The code generator is capable to emit Racket and ANSI-C code. It is possible to use 80-bits floating-point numbers (extended precision) without changing the Landau source.

Landau advantages

Landau facilitates the development of dynamical models used in celestial mechanics and possibly other areas. Landau:

generates highly efficient C code (or not-so-efficient Racket syntax objects that are useful if you are programming in Racket);
exempts user of C pointer managing trouble and low-level debugging;
allows easy notation of mathematical equations, while also allowing loops and functions;
and, of course, provides first-class automatic derivatives (while you can use Landau without them, too).

The Landau-generated C code is portable on different compilers on Windows, Linux or MacOS.

Development in Landau

The model development consists of three stages:

Manual model description in Landau language (model.dau)

*DATA ENTRIES*.
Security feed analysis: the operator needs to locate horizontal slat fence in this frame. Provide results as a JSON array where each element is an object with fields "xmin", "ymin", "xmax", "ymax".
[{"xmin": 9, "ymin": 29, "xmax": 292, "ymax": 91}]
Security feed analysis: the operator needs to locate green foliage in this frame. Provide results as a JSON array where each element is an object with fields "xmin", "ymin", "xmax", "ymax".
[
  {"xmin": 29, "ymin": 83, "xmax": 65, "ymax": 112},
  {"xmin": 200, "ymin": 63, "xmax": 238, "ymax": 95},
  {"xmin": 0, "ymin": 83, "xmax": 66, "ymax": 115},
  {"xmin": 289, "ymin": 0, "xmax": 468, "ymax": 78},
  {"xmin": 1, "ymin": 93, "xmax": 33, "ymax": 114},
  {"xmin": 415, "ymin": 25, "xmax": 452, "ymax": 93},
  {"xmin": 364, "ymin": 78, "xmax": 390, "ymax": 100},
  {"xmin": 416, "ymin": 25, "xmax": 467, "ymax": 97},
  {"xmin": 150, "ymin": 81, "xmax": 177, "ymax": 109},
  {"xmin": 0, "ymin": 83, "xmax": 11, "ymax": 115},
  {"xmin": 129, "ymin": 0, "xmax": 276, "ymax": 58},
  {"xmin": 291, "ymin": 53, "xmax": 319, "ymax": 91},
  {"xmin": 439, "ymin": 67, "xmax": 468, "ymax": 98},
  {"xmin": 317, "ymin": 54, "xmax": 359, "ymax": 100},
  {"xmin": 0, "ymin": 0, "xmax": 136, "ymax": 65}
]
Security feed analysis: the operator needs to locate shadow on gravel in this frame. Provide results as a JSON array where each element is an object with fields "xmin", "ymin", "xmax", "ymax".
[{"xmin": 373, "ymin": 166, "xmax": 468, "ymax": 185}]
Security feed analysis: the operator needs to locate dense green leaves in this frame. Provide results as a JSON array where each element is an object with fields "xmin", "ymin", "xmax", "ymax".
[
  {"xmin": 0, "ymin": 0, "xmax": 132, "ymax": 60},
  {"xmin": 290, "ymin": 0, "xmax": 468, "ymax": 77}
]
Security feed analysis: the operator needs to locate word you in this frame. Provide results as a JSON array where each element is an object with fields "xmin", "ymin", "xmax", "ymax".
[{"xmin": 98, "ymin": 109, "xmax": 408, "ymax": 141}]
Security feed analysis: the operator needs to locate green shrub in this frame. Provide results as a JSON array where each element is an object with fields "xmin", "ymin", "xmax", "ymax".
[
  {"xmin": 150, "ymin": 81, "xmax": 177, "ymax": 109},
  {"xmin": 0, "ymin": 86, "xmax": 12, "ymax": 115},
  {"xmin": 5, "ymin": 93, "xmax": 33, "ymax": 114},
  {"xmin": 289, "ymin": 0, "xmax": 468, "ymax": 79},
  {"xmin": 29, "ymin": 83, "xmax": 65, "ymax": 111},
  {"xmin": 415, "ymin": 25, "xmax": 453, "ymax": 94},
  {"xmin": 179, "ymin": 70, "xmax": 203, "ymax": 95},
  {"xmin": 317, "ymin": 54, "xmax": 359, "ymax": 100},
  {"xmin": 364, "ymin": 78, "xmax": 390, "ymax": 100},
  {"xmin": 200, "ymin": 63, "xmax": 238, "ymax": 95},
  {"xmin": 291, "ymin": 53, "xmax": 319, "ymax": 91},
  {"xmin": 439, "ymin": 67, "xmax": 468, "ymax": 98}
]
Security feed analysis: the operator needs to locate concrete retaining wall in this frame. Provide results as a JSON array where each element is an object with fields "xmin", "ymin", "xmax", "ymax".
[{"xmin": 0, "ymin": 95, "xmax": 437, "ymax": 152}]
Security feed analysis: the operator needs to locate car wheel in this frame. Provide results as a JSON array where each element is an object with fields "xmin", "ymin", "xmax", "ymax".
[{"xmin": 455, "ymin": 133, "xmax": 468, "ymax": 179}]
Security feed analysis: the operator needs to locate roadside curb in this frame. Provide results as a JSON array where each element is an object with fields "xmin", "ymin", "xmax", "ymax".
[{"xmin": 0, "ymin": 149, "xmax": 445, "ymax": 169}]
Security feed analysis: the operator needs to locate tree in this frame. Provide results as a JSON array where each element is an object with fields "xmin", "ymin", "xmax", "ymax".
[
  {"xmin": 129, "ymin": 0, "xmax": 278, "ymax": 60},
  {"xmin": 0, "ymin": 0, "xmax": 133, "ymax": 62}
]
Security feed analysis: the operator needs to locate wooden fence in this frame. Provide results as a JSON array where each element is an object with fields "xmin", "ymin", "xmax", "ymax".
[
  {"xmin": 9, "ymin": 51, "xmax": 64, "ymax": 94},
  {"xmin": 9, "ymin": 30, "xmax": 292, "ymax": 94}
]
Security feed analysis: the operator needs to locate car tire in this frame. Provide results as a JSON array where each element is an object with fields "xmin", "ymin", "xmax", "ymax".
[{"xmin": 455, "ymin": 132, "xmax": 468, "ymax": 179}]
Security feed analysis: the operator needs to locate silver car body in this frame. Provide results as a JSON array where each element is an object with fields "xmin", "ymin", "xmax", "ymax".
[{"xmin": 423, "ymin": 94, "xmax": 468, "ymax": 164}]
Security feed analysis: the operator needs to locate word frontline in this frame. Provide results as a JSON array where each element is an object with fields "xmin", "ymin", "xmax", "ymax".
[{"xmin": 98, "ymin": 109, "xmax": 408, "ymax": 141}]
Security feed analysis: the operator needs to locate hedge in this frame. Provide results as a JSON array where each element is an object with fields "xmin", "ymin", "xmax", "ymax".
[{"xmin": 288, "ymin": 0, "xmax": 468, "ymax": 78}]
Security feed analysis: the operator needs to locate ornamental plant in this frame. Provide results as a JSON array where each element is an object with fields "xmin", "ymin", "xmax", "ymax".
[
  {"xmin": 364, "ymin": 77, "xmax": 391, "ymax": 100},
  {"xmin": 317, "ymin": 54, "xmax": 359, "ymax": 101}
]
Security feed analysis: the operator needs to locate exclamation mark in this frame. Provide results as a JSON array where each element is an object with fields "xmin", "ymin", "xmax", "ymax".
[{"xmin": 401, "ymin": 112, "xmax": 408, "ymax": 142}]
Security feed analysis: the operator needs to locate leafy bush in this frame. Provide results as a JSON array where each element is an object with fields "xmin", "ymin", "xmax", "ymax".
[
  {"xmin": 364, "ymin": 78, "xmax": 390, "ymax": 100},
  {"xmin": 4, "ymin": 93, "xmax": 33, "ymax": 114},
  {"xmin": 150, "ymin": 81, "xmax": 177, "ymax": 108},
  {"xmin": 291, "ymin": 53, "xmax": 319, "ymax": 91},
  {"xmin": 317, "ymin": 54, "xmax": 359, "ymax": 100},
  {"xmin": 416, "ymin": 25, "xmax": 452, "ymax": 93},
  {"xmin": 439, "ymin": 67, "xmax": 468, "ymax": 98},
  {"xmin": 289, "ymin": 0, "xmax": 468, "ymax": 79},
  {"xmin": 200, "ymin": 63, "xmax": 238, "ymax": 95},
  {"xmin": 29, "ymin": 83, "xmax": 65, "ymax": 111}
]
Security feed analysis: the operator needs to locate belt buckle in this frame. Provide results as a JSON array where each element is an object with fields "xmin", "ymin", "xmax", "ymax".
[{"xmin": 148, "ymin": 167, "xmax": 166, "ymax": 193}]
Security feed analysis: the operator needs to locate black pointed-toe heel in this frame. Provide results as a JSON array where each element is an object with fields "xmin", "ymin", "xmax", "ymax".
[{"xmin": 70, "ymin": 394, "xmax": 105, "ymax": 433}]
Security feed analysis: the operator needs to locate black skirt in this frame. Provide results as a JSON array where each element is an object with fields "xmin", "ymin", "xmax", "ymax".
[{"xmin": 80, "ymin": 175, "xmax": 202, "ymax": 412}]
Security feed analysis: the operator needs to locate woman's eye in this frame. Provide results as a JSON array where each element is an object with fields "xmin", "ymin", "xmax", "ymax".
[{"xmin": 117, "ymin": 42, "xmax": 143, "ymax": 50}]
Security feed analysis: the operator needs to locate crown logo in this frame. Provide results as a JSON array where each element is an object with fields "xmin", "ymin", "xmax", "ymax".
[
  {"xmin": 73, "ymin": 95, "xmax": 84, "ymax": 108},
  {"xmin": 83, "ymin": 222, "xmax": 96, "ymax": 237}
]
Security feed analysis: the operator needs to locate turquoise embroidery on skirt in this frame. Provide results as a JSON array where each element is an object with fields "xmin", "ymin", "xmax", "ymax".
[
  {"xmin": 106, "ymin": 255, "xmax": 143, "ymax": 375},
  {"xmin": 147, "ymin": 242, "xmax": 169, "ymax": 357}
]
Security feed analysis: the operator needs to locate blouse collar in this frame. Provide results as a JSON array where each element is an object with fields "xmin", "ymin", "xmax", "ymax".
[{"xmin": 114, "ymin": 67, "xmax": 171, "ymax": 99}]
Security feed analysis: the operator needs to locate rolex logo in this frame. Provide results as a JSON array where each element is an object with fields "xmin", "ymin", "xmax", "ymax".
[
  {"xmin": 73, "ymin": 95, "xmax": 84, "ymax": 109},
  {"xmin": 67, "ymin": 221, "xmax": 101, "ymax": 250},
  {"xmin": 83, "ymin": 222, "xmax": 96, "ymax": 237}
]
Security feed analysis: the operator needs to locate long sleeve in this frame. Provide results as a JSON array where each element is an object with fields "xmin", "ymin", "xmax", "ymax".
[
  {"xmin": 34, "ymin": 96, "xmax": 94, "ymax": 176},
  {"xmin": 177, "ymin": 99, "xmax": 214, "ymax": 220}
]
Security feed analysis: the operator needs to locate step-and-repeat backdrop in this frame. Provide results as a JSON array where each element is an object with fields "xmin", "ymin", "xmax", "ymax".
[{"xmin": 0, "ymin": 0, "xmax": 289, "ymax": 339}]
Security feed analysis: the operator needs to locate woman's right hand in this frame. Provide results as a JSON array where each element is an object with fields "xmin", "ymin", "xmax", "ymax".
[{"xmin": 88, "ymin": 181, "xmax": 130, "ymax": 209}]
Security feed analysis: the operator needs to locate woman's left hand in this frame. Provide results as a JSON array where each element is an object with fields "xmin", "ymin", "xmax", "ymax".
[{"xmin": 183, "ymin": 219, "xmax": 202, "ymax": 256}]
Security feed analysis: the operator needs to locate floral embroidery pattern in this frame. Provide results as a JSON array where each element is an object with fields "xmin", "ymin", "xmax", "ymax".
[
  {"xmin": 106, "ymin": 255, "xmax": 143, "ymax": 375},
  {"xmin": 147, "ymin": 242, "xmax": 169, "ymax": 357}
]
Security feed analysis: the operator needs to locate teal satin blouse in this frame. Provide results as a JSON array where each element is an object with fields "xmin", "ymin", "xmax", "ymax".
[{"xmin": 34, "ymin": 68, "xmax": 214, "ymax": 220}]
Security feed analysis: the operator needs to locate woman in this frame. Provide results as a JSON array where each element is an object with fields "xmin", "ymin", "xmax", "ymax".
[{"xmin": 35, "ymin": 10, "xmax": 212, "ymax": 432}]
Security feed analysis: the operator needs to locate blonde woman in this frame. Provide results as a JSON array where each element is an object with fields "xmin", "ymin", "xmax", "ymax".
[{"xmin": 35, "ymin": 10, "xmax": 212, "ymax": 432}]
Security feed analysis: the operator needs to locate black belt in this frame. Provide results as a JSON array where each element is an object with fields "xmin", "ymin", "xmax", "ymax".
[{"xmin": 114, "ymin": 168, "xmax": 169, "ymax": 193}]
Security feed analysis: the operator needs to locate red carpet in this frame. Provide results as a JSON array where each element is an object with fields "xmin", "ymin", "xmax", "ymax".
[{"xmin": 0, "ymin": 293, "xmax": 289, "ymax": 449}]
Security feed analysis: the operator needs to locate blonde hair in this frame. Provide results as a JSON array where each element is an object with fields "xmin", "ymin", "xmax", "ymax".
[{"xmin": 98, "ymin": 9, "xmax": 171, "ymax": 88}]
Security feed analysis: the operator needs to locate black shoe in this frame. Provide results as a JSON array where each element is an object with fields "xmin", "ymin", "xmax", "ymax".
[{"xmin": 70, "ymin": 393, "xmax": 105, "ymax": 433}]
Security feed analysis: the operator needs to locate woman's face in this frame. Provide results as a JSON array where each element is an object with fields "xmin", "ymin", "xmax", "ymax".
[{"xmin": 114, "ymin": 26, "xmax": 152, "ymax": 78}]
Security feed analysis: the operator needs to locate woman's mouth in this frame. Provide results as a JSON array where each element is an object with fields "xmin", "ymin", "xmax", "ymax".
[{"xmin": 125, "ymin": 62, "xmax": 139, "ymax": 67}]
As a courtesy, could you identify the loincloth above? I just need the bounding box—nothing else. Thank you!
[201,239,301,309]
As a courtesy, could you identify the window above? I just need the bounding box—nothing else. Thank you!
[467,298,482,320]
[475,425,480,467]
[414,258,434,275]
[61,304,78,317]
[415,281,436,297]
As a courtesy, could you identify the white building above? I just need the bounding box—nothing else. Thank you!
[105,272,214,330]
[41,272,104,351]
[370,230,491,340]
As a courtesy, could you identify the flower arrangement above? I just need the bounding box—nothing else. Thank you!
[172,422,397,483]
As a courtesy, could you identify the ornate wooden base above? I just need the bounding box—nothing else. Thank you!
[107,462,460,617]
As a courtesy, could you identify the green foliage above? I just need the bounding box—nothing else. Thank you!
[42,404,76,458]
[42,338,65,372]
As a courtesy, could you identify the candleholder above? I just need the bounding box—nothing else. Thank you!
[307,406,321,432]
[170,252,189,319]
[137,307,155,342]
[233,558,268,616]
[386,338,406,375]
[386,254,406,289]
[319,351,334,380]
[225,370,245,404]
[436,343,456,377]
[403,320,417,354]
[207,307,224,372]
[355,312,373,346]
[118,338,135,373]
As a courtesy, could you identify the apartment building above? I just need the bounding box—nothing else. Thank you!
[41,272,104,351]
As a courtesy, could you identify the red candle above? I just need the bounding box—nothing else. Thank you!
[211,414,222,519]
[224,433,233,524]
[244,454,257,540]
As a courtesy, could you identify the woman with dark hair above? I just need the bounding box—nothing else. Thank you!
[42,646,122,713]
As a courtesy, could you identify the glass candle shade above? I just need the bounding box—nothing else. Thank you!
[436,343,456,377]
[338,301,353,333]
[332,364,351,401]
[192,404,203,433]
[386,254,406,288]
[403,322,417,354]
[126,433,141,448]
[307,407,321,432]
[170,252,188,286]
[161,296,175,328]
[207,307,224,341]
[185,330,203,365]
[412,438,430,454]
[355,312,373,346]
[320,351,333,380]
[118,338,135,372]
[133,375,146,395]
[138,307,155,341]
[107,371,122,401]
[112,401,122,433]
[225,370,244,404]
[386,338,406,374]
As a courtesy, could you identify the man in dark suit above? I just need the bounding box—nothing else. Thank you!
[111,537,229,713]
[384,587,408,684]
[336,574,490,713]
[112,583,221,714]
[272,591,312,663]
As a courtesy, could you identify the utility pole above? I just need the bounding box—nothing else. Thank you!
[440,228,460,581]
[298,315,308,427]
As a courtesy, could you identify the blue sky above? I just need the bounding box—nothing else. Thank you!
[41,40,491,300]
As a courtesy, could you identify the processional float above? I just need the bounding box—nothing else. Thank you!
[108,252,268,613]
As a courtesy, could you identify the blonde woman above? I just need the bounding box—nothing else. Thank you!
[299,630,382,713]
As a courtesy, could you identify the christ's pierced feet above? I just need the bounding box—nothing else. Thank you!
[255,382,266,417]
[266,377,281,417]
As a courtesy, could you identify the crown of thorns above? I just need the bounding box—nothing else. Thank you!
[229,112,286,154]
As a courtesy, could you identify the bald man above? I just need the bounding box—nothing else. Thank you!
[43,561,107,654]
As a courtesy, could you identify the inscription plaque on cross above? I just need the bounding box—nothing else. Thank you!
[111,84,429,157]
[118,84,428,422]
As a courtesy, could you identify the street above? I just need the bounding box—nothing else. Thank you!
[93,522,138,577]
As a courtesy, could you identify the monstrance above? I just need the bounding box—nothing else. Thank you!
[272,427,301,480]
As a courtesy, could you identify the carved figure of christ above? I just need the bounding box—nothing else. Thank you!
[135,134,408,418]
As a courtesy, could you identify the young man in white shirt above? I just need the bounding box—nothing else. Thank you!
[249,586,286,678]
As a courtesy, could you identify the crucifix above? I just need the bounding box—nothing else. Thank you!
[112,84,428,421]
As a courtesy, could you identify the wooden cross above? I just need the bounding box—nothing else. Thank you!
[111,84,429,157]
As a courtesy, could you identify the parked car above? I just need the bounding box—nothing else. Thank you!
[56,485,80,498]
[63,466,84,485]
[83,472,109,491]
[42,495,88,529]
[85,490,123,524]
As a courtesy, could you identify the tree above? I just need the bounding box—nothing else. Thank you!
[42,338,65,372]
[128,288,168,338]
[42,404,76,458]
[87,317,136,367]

*STATED TASK*. Update the Landau page excerpt by rewriting it starting at "The code generator" and ending at "Linux or MacOS.", with "Racket" changed to "Scheme".

*RESPONSE FOR THIS EXERCISE*.
The code generator is capable to emit Scheme and ANSI-C code. It is possible to use 80-bits floating-point numbers (extended precision) without changing the Landau source.

Landau advantages

Landau facilitates the development of dynamical models used in celestial mechanics and possibly other areas. Landau:

generates highly efficient C code (or not-so-efficient Scheme syntax objects that are useful if you are programming in Scheme);
exempts user of C pointer managing trouble and low-level debugging;
allows easy notation of mathematical equations, while also allowing loops and functions;
and, of course, provides first-class automatic derivatives (while you can use Landau without them, too).

The Landau-generated C code is portable on different compilers on Windows, Linux or MacOS.